| PASSAGE GIVEN |
################

Bryan Sidney Pata (August 12, 1984 – November 7, 2006) was an American football  defensive lineman for the Miami Hurricanes and was majoring in criminology. After leaving a football practice during his fourth year at the school, Pata was murdered, a crime which would go unsolved for nearly fifteen years.

Career
Pata played three seasons at North Miami High School before moving on to Miami Central High School. He was named to Super Prep'''s All-America team, and rated as the nation's 26th-best defensive lineman by that magazine. The Atlanta Journal-Constitution'' also named him as one of the top 100 players in the South. He chose to attend the University of Miami after also considering Rutgers University, the University of Florida and the University of Oklahoma.

################

| RECORDED INFORMATION |
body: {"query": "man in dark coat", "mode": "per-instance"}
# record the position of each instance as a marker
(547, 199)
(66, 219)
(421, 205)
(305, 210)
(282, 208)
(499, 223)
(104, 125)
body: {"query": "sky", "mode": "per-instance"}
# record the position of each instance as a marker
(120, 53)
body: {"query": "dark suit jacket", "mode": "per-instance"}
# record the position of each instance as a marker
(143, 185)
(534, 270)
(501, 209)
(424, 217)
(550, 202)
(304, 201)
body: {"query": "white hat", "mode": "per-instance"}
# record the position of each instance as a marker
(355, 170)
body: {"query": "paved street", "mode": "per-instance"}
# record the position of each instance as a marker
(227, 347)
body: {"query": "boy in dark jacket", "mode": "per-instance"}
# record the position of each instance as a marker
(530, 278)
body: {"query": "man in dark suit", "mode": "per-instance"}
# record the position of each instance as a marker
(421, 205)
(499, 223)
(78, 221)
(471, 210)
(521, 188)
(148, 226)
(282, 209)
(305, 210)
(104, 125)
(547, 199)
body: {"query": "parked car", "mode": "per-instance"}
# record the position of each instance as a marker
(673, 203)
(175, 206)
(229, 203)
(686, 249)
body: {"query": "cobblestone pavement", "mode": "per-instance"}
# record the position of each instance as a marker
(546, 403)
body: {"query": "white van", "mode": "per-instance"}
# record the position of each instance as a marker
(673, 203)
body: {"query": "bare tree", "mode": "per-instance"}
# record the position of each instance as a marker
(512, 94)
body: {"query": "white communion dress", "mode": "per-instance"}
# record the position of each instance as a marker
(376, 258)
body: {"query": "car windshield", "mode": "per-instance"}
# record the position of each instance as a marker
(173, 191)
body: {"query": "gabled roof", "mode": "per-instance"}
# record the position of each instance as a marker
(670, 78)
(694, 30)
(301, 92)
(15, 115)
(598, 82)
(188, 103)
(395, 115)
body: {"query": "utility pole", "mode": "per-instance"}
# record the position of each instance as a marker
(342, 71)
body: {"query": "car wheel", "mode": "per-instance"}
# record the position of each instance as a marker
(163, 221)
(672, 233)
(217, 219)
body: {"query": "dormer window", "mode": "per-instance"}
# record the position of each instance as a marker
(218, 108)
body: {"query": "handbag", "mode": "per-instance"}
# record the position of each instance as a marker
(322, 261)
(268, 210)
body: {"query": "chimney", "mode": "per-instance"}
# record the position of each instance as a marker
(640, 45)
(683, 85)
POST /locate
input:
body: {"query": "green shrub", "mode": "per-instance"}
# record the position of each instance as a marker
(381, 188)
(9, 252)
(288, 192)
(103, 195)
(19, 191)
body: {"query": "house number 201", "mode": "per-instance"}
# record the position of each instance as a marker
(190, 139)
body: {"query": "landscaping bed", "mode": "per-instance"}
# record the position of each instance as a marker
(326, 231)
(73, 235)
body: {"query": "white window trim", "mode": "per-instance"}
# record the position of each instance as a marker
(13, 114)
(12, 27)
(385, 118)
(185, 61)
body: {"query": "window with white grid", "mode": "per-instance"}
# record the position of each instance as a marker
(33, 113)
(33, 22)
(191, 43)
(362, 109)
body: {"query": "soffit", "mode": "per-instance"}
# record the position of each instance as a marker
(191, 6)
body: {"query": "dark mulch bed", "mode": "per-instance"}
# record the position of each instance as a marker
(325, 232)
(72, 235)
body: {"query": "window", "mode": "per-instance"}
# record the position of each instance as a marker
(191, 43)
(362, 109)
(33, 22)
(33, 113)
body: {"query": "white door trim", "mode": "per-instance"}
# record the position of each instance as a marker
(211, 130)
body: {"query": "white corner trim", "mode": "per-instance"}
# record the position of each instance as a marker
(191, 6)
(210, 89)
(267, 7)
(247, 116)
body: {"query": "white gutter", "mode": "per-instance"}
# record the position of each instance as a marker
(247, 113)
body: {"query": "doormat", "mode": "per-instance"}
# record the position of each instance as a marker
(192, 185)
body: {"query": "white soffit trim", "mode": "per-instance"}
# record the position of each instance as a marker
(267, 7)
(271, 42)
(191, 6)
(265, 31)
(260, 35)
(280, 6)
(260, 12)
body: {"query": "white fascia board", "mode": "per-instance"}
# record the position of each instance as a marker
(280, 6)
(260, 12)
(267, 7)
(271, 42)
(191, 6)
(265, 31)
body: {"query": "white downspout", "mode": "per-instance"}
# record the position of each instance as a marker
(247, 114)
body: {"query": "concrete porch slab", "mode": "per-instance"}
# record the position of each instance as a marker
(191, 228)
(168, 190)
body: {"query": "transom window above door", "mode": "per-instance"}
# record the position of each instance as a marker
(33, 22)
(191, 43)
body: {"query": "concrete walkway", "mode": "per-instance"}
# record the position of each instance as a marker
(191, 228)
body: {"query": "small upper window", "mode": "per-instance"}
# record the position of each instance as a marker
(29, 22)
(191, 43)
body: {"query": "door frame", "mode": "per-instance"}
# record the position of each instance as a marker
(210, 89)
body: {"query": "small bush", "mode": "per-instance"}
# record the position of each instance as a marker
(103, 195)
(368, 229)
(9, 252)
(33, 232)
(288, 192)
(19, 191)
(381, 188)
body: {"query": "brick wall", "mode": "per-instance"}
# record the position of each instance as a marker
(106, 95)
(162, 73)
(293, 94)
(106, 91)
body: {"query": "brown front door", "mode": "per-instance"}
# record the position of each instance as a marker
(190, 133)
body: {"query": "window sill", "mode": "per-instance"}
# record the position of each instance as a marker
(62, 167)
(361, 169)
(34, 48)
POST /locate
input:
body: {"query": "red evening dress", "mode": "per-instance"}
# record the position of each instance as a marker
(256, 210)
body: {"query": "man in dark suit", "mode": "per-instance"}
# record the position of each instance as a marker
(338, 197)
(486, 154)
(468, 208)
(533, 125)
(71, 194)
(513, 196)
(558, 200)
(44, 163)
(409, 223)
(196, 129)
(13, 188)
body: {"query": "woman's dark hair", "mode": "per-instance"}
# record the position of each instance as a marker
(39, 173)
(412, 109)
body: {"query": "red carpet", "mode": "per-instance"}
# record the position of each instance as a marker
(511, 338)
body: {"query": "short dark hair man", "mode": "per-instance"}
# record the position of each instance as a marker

################

| PROBLEMS |
1. In the passage on Bryan Pata, which high school did he play three seasons at before moving to Miami Central High School?
2. Show every line of the listing that contains the word "concrete".

| FINAL RESULTS |
1. North Miami High School

2.
body: {"query": "concrete porch slab", "mode": "per-instance"}
body: {"query": "concrete walkway", "mode": "per-instance"}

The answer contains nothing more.